(Data for the task)
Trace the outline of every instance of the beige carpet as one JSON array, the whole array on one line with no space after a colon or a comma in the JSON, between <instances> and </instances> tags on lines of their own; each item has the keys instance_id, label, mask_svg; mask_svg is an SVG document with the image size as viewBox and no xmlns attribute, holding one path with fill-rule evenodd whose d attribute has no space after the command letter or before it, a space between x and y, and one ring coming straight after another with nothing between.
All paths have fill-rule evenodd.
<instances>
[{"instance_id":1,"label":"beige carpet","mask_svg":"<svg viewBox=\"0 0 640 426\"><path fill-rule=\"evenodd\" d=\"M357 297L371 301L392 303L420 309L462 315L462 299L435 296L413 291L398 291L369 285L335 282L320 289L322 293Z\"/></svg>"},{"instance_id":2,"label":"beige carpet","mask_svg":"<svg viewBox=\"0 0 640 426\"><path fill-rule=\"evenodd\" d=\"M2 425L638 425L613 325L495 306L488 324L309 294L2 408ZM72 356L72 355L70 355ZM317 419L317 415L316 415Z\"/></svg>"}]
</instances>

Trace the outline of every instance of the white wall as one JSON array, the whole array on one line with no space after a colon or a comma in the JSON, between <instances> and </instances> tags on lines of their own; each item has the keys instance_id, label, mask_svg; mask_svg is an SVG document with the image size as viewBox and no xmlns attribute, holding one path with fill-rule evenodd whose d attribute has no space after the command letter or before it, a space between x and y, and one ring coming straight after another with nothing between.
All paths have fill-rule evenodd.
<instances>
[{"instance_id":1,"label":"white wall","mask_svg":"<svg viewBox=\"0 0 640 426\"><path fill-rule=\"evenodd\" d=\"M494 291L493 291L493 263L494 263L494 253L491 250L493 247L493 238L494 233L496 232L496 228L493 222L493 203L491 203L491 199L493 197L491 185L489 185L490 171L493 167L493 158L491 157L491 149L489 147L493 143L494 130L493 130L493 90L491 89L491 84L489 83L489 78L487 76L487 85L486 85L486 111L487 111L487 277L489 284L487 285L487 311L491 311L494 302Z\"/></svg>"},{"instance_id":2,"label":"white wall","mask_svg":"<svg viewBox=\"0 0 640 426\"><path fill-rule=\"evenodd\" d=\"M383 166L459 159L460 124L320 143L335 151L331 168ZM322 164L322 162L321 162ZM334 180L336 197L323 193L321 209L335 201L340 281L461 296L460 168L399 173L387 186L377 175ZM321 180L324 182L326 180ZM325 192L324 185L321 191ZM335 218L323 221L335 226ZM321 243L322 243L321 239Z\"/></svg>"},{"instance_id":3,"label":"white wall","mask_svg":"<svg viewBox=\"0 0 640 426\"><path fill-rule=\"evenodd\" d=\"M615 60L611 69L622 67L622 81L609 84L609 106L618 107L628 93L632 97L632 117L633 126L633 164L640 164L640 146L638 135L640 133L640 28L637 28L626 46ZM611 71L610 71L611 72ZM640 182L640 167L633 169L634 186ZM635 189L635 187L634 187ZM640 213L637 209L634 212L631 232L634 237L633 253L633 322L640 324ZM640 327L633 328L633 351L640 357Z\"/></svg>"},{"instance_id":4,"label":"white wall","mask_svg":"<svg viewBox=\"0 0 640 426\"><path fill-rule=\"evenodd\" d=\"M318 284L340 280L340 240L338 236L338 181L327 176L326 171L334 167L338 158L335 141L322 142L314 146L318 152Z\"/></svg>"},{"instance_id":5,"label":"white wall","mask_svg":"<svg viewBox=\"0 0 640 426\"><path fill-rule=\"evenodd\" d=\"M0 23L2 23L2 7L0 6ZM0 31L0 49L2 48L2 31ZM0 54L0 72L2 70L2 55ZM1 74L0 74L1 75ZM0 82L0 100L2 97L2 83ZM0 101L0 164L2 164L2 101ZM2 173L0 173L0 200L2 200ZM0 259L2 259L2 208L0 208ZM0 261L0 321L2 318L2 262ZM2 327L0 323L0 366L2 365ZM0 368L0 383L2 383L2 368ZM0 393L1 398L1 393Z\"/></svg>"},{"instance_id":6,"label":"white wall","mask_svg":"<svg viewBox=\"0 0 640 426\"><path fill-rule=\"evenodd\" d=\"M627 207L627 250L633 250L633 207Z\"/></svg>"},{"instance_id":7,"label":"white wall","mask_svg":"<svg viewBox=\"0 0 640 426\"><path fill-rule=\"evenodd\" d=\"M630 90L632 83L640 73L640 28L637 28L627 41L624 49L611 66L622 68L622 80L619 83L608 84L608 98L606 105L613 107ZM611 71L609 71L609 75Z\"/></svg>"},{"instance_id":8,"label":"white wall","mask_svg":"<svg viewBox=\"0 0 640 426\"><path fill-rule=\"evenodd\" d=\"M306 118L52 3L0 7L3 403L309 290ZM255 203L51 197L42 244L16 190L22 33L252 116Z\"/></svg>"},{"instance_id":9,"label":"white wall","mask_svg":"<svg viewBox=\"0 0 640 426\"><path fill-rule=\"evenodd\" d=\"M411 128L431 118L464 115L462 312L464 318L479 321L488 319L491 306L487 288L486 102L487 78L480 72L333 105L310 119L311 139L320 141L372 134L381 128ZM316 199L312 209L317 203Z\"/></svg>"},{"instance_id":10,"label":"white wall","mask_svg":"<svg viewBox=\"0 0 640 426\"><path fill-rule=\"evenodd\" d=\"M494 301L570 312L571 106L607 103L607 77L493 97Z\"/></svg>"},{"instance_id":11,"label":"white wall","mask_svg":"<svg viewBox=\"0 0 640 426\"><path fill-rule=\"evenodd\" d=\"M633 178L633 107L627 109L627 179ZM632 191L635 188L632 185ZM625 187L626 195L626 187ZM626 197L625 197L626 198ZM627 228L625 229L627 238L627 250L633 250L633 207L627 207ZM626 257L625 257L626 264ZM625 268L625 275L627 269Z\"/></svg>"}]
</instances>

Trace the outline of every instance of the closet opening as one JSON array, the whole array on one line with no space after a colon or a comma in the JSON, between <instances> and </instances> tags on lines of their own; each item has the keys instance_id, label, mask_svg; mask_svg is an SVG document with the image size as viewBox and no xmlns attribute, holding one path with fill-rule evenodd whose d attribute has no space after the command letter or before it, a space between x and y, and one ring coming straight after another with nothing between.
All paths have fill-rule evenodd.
(End Data for the task)
**Exercise aim:** Give every entry back exactly as it was written above.

**Reply to the exercise:**
Trace the outline of every instance of the beige carpet as one JSON array, the whole array on one line with no space after a colon or a comma in the JSON, between <instances> and </instances> tags on lines of their own; each item has the keys instance_id, label, mask_svg; mask_svg is an SVG document with the image size as viewBox and no xmlns attribute, holding one path with fill-rule evenodd whose d attribute has no space after the command letter or before it, a space between x and y, and one ring coming straight after another with nothing between.
All paths have fill-rule evenodd.
<instances>
[{"instance_id":1,"label":"beige carpet","mask_svg":"<svg viewBox=\"0 0 640 426\"><path fill-rule=\"evenodd\" d=\"M357 297L371 301L392 303L420 309L462 315L462 299L435 296L413 291L398 291L369 285L335 282L320 289L322 293Z\"/></svg>"},{"instance_id":2,"label":"beige carpet","mask_svg":"<svg viewBox=\"0 0 640 426\"><path fill-rule=\"evenodd\" d=\"M2 425L638 425L613 325L495 306L488 324L309 294L2 408ZM72 356L72 355L70 355ZM317 419L317 415L316 415Z\"/></svg>"}]
</instances>

Trace the outline of every instance of the white wall as one JSON array, the whole array on one line with no space after a colon or a comma in the JSON, between <instances> and </instances> tags on lines of their own; each item has the keys instance_id, label, mask_svg; mask_svg is an SVG document with the image size as viewBox and no xmlns attribute, holding one path with fill-rule evenodd whose d attribute has no space after the command letter or before it, a space between x and y, and one ring coming straight after another with nothing between.
All paths have fill-rule evenodd.
<instances>
[{"instance_id":1,"label":"white wall","mask_svg":"<svg viewBox=\"0 0 640 426\"><path fill-rule=\"evenodd\" d=\"M494 291L493 291L493 263L494 263L494 253L491 250L493 247L493 238L494 233L496 232L496 228L493 222L493 203L491 203L491 199L493 197L491 185L489 185L490 171L493 167L493 158L491 157L491 149L489 147L493 143L494 130L493 130L493 90L491 89L491 84L489 83L489 78L487 76L487 85L486 85L486 111L487 111L487 277L489 284L487 285L487 311L491 311L494 302Z\"/></svg>"},{"instance_id":2,"label":"white wall","mask_svg":"<svg viewBox=\"0 0 640 426\"><path fill-rule=\"evenodd\" d=\"M383 166L459 159L460 124L320 143L335 151L331 168ZM322 164L322 162L321 162ZM334 180L336 197L323 193L321 209L335 201L340 281L461 296L460 168L399 173L387 186L377 175ZM321 180L324 182L326 180ZM325 192L324 185L321 191ZM335 218L323 221L335 226ZM321 243L322 243L321 239Z\"/></svg>"},{"instance_id":3,"label":"white wall","mask_svg":"<svg viewBox=\"0 0 640 426\"><path fill-rule=\"evenodd\" d=\"M615 60L611 69L622 67L622 81L609 84L609 106L618 107L628 93L632 97L632 117L633 126L633 164L640 164L640 146L638 135L640 133L640 28L637 28L626 46ZM611 71L610 71L611 72ZM640 182L640 167L633 169L634 186ZM635 189L635 187L634 187ZM640 213L637 209L634 212L631 232L634 237L633 253L633 322L640 324ZM640 327L633 328L633 351L640 357Z\"/></svg>"},{"instance_id":4,"label":"white wall","mask_svg":"<svg viewBox=\"0 0 640 426\"><path fill-rule=\"evenodd\" d=\"M318 284L340 280L340 240L338 236L338 181L327 176L326 171L334 167L338 158L335 141L322 142L314 146L318 152Z\"/></svg>"},{"instance_id":5,"label":"white wall","mask_svg":"<svg viewBox=\"0 0 640 426\"><path fill-rule=\"evenodd\" d=\"M0 23L2 23L2 7L0 6ZM0 31L0 49L2 48L2 31ZM0 54L0 72L2 70L2 55ZM1 74L0 74L1 75ZM0 82L0 100L2 97L2 83ZM0 101L0 164L2 164L2 101ZM2 173L0 173L0 200L2 200ZM0 259L2 259L2 208L0 208ZM0 261L0 321L2 318L2 262ZM2 327L0 323L0 366L2 365ZM0 368L0 383L2 383L2 368ZM0 393L1 398L1 393Z\"/></svg>"},{"instance_id":6,"label":"white wall","mask_svg":"<svg viewBox=\"0 0 640 426\"><path fill-rule=\"evenodd\" d=\"M627 207L627 250L633 250L633 207Z\"/></svg>"},{"instance_id":7,"label":"white wall","mask_svg":"<svg viewBox=\"0 0 640 426\"><path fill-rule=\"evenodd\" d=\"M630 90L632 83L640 73L640 28L637 28L627 41L624 49L611 66L622 68L622 80L619 83L608 84L608 98L606 105L613 107ZM611 71L609 71L609 75Z\"/></svg>"},{"instance_id":8,"label":"white wall","mask_svg":"<svg viewBox=\"0 0 640 426\"><path fill-rule=\"evenodd\" d=\"M306 118L52 3L0 7L3 403L309 290ZM255 203L51 197L42 244L16 190L22 33L252 116Z\"/></svg>"},{"instance_id":9,"label":"white wall","mask_svg":"<svg viewBox=\"0 0 640 426\"><path fill-rule=\"evenodd\" d=\"M411 128L431 118L464 115L462 312L464 318L479 321L488 319L491 306L487 288L486 102L487 78L480 72L333 105L310 119L311 139L320 141L372 134L381 128ZM316 199L312 209L317 203Z\"/></svg>"},{"instance_id":10,"label":"white wall","mask_svg":"<svg viewBox=\"0 0 640 426\"><path fill-rule=\"evenodd\" d=\"M494 301L570 312L571 106L607 103L607 77L493 97Z\"/></svg>"},{"instance_id":11,"label":"white wall","mask_svg":"<svg viewBox=\"0 0 640 426\"><path fill-rule=\"evenodd\" d=\"M633 178L633 107L627 109L627 179ZM632 191L635 188L632 185ZM625 187L626 195L626 187ZM626 197L625 197L626 198ZM627 228L625 229L627 238L627 250L633 250L633 207L627 207ZM626 257L625 257L626 264ZM625 268L625 275L627 269Z\"/></svg>"}]
</instances>

Trace the outline of every instance of the closet opening as one JSON array, the whole array on one line with no space after a colon or a comma in the JSON, between <instances> and </instances> tags on lines of their own; each item has the keys instance_id, label, mask_svg; mask_svg is an SVG document with the image size as viewBox and no xmlns attribute, holding one path with fill-rule evenodd whose d attribute has no space after the command letter or before it, a space between x and y, and one ring coming straight after another with nothing between.
All paths have fill-rule evenodd.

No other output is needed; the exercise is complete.